◆ What to work on:
Express the listing below, from its first line through the line containing "<point>55,339</point>", as a JSON list of strings with one string per line, omitting any blank lines.

* BEGIN Recorded information *

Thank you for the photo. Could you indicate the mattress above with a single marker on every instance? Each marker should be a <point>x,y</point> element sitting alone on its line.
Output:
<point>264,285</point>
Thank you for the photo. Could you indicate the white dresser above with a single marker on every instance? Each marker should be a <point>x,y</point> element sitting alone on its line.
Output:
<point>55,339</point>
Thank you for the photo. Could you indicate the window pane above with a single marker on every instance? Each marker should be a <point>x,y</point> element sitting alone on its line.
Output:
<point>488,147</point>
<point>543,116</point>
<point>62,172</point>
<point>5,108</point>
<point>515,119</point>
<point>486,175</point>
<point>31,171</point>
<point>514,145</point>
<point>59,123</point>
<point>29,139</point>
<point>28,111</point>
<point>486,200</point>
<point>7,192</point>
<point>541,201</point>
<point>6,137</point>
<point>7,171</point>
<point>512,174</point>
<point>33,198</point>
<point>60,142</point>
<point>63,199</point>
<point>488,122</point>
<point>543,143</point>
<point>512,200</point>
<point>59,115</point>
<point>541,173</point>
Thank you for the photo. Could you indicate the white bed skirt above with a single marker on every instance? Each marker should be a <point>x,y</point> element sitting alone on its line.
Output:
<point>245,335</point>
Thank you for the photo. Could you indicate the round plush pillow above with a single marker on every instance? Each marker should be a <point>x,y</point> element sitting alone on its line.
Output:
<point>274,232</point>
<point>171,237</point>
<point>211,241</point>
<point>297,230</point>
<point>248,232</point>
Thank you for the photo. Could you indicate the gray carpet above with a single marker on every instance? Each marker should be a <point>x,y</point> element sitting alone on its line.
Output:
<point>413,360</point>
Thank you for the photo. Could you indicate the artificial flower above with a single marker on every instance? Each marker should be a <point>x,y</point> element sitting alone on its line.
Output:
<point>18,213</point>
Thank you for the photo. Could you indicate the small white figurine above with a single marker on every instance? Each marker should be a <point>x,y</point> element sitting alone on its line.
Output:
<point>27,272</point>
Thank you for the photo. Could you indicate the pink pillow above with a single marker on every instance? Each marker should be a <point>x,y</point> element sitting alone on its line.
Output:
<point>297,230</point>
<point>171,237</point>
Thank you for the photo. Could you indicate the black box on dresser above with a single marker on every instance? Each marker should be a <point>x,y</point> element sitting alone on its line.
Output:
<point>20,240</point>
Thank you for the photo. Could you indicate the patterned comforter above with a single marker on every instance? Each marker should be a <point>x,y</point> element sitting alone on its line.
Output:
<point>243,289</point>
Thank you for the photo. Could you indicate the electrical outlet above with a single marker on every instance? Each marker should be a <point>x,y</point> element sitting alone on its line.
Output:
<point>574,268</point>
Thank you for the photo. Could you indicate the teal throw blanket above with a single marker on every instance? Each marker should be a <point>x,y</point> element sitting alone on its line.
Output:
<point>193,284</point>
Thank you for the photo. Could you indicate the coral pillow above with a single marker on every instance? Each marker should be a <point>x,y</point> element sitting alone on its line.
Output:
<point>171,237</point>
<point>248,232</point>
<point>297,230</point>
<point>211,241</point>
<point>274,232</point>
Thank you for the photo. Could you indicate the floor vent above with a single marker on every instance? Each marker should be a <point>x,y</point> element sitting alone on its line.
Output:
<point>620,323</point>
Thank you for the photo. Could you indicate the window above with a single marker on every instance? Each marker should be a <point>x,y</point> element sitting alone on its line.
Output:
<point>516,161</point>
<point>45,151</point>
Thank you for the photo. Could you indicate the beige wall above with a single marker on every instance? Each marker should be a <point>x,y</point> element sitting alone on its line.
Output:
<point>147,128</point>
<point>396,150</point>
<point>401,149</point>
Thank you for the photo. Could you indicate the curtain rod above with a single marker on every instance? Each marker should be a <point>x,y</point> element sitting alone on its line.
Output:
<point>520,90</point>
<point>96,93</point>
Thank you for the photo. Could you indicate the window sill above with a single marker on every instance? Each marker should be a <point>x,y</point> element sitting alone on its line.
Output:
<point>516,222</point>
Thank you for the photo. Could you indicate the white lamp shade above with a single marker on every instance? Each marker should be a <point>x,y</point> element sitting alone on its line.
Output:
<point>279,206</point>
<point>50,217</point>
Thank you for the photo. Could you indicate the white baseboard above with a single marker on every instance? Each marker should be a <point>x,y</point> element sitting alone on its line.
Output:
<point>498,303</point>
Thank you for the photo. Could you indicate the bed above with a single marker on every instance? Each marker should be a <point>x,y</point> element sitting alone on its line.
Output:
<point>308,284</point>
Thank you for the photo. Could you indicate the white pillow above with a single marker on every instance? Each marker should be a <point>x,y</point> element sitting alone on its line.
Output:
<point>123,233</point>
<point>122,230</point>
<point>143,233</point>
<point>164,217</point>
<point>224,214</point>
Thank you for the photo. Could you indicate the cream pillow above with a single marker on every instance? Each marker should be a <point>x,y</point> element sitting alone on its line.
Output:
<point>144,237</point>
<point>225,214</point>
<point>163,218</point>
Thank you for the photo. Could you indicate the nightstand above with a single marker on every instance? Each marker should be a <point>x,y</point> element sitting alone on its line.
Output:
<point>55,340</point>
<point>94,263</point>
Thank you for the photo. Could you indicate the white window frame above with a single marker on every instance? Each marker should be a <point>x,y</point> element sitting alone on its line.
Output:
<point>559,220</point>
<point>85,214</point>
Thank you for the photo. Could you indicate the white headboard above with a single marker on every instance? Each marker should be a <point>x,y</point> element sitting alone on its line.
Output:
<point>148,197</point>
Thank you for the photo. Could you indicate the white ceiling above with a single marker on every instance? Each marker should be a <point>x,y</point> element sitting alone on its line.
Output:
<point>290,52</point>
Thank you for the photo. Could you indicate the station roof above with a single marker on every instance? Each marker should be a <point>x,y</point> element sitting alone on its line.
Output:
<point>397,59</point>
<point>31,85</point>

* END Recorded information *

◆ Written response:
[
  "Thank you for the photo. Could you indicate the mattress above with a single marker on every instance? Each marker should be a <point>x,y</point> element sitting alone on its line.",
  "Output:",
  "<point>264,285</point>",
  "Thank you for the photo. Could you indicate the white dresser above with a single marker on every instance? Each marker should be a <point>x,y</point> element sitting alone on its line.",
  "Output:",
  "<point>55,339</point>"
]